_TASK INSTRUCTIONS_
Repeat the lines of the listing below exactly, starting at the line that contains "Where can you see the green leaf" and running through the last line, both included, and only those.

(Collected data)
---
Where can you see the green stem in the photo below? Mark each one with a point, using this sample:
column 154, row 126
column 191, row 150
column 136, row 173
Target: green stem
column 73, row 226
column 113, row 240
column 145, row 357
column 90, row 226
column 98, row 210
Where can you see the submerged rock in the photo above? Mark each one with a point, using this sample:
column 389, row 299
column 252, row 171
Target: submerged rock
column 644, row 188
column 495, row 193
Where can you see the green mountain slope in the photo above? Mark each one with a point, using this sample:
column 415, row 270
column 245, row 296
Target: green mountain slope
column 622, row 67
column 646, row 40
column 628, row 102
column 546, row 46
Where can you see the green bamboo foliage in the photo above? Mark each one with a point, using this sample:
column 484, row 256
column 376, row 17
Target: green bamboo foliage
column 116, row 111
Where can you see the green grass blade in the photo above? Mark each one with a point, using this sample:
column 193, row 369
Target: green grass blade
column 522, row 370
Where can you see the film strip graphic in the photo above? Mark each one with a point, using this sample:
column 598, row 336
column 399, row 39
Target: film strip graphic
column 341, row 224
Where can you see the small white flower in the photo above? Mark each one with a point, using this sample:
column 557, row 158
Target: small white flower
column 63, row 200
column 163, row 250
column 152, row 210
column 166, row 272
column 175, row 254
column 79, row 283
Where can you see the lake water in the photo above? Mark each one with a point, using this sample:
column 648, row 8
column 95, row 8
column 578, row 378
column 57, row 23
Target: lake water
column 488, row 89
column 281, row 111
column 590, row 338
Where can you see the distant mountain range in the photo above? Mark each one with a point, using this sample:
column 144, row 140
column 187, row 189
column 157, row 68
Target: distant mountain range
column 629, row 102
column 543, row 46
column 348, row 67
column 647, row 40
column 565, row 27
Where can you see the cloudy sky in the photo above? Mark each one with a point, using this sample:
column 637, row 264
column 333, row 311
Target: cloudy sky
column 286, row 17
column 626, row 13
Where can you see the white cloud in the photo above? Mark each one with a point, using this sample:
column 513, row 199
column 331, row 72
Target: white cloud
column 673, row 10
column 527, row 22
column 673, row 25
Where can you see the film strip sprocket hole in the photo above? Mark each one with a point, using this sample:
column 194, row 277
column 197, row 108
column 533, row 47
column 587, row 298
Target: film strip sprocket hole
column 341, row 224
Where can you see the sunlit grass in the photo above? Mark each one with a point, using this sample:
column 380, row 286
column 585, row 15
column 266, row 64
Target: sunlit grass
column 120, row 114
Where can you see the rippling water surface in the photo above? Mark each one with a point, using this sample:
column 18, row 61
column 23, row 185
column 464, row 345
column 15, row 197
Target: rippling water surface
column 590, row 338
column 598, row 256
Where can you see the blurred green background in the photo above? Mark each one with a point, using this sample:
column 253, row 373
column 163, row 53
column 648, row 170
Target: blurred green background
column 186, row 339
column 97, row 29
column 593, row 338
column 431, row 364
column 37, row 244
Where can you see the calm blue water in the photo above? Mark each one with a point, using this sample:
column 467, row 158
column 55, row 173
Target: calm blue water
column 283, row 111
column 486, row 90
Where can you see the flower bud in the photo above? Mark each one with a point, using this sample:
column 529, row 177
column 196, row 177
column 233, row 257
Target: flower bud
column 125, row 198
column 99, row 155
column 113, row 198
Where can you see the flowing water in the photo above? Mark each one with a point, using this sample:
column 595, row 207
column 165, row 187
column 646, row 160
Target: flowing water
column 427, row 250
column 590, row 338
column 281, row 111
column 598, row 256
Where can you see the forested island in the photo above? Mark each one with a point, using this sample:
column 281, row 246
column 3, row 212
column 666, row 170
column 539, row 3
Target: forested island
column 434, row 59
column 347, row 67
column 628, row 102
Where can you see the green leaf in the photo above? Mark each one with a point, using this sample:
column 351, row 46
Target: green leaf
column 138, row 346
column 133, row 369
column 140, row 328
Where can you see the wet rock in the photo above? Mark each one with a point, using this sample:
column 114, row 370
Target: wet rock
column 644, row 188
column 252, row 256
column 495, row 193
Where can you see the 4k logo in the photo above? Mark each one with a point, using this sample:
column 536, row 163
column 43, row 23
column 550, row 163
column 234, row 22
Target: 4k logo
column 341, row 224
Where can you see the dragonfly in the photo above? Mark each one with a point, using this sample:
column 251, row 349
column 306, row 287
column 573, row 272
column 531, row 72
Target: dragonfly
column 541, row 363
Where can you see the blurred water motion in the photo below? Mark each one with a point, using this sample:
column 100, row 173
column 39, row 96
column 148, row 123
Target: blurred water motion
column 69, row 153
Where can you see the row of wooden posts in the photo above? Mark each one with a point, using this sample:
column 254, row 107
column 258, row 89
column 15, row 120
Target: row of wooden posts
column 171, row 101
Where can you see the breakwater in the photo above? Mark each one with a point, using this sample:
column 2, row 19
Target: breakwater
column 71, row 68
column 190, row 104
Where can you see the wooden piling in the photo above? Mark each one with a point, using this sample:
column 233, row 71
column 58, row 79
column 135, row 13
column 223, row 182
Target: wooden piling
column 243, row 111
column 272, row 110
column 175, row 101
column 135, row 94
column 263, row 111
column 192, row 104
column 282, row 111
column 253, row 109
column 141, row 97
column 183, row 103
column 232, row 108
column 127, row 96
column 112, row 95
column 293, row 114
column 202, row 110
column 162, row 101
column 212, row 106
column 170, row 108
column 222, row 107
---
_RESPONSE TO THE TASK_
Where can you see the green leaf in the photo above? Mark each one with a point, using this sample:
column 351, row 46
Target: green leaf
column 138, row 346
column 133, row 369
column 140, row 328
Where can you see the wet rock in the photo above? Mark each one with a point, using this sample:
column 114, row 370
Target: wet rock
column 644, row 188
column 252, row 256
column 495, row 193
Where can you see the 4k logo in the photo above? Mark each one with a point, using this sample:
column 536, row 163
column 43, row 23
column 550, row 163
column 234, row 22
Target: 4k logo
column 341, row 224
Where can you see the dragonfly in the photo above? Mark each one with a point, using this sample:
column 251, row 349
column 306, row 287
column 573, row 272
column 531, row 72
Target: dragonfly
column 541, row 363
Where can you see the blurred water motion in the photo below? Mark each one with a point, using this sample:
column 100, row 173
column 39, row 96
column 148, row 123
Target: blurred water motion
column 69, row 153
Where can you see the row of wooden posts in the photo above? Mark each one with a point, using this sample:
column 254, row 107
column 258, row 89
column 15, row 120
Target: row of wooden posts
column 171, row 101
Where can you see the breakwater in the photo above? Mark each one with a point, using this sample:
column 2, row 19
Target: breakwater
column 71, row 68
column 190, row 104
Where can you see the wooden piling in the photo above? Mark each one with a point, using this sample:
column 233, row 71
column 58, row 79
column 135, row 13
column 223, row 182
Target: wooden piling
column 243, row 111
column 272, row 110
column 175, row 101
column 135, row 94
column 263, row 111
column 192, row 104
column 282, row 111
column 253, row 109
column 141, row 97
column 183, row 103
column 232, row 108
column 127, row 96
column 112, row 95
column 293, row 114
column 202, row 110
column 162, row 101
column 212, row 106
column 170, row 108
column 222, row 107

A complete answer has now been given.